▶ _Written exercise_
Please pull out every line of the records below that contains the string "logo". Treat uppercase and lowercase as different.

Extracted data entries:
────────────────────

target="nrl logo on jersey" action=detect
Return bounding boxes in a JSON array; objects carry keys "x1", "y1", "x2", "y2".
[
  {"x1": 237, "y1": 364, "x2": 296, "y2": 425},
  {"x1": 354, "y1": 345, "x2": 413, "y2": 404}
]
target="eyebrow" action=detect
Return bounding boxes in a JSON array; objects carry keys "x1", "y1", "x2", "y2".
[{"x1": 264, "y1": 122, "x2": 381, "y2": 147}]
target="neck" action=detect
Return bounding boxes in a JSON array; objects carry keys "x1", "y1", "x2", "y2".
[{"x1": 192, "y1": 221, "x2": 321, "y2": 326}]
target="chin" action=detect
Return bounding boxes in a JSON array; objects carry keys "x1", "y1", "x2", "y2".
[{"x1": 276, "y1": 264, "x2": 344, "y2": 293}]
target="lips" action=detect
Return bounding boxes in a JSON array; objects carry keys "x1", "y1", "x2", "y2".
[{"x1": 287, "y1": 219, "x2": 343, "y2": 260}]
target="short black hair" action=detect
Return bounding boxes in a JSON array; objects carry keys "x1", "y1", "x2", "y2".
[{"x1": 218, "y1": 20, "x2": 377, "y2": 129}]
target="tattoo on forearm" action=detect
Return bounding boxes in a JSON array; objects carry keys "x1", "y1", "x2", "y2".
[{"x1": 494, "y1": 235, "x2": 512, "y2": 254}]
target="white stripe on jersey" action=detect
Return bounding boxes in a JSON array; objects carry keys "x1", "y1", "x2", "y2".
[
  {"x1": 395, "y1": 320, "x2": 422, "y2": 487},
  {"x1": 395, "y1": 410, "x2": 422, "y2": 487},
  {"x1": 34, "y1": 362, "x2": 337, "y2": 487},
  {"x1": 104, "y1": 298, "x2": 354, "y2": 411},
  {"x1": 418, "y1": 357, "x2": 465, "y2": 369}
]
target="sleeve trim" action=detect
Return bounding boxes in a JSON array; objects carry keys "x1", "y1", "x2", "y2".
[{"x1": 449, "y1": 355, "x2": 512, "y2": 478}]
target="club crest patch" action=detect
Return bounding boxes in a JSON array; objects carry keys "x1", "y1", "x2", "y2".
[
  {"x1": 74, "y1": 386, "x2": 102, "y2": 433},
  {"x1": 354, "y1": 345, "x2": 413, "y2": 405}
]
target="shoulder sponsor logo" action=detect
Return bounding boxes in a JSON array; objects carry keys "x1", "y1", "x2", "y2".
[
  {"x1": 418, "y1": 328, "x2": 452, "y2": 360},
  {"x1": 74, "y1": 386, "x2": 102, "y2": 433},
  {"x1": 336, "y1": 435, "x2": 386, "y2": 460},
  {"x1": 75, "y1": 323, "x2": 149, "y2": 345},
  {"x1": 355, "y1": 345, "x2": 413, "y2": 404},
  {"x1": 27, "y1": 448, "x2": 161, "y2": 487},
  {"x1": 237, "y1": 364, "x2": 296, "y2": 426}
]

────────────────────

▶ _Written response_
target="nrl logo on jersey" action=detect
target="shoulder sponsor logo" action=detect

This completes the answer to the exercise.